Repeat the records word for word, starting with the line that contains "find green plant." and going on through the line that contains "[630,17,733,108]".

(Object detection records)
--- Begin ---

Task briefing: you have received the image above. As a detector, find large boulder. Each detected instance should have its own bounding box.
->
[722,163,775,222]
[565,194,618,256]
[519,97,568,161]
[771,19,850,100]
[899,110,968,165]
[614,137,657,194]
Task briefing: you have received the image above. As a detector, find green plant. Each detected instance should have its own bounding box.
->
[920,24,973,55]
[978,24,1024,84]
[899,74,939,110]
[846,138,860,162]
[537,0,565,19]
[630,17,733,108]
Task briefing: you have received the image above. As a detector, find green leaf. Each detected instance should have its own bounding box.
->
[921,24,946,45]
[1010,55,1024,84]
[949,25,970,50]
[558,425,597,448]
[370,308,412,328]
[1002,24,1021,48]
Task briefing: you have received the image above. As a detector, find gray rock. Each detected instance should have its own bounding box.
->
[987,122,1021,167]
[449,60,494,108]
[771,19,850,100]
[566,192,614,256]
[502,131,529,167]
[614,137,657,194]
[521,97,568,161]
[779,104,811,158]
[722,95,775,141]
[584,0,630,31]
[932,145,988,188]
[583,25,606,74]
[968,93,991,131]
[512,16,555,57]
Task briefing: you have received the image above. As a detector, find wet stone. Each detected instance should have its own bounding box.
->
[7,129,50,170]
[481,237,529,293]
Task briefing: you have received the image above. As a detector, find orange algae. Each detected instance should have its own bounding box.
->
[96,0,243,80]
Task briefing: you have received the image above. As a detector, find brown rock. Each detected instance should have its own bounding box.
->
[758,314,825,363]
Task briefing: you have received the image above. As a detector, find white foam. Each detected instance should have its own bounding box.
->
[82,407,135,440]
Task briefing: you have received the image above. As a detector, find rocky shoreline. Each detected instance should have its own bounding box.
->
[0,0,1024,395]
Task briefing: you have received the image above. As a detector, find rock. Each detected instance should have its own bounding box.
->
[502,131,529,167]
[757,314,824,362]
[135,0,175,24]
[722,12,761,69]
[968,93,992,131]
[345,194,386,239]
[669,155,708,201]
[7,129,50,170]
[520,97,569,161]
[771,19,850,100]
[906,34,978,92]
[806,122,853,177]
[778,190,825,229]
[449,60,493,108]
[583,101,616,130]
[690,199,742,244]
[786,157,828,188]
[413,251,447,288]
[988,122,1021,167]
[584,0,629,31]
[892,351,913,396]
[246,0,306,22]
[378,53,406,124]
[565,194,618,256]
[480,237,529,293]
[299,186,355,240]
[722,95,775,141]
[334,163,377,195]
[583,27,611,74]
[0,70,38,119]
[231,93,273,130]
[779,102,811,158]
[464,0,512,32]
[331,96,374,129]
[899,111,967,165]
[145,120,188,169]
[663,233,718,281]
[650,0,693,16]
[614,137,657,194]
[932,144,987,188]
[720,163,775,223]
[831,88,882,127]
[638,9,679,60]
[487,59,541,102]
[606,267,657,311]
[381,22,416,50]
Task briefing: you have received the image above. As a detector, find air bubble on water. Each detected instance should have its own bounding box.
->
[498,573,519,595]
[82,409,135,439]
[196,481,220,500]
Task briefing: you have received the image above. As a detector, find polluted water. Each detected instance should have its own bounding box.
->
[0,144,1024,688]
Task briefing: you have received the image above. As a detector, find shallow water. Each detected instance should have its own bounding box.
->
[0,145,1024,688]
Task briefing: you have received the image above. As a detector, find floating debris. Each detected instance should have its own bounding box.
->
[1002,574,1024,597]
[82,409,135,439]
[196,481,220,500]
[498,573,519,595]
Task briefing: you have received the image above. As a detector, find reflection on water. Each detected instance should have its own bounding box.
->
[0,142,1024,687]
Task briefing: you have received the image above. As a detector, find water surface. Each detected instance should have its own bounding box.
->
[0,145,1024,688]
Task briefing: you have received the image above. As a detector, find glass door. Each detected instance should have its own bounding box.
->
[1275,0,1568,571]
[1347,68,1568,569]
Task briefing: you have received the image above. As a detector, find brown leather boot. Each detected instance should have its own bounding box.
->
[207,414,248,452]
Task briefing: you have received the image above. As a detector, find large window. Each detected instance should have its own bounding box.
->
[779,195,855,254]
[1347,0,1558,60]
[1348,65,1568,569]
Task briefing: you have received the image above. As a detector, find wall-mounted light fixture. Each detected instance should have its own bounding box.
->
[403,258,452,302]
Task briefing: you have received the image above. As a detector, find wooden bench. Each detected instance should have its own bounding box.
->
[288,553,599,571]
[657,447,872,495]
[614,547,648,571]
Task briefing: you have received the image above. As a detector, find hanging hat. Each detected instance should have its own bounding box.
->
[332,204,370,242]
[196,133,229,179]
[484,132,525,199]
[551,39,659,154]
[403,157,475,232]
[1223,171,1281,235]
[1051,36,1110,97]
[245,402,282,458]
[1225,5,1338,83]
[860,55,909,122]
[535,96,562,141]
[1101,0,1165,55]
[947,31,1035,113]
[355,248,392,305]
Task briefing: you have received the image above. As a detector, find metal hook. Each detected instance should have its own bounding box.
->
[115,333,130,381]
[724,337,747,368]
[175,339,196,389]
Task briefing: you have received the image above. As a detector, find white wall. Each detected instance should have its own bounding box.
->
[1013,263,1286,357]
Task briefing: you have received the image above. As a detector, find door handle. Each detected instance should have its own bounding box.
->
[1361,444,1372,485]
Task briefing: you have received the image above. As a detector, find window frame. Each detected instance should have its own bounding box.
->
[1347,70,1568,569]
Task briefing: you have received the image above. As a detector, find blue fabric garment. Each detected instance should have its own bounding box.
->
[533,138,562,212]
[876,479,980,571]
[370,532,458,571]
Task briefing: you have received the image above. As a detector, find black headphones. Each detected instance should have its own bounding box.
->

--- End ---

EXERCISE ANSWER ->
Task briefing: you have received the image above. As a detector, find green plant. Each detected instance should have its own bounding box.
->
[920,24,973,55]
[978,24,1024,84]
[899,74,939,110]
[846,138,860,162]
[537,0,565,19]
[630,17,733,108]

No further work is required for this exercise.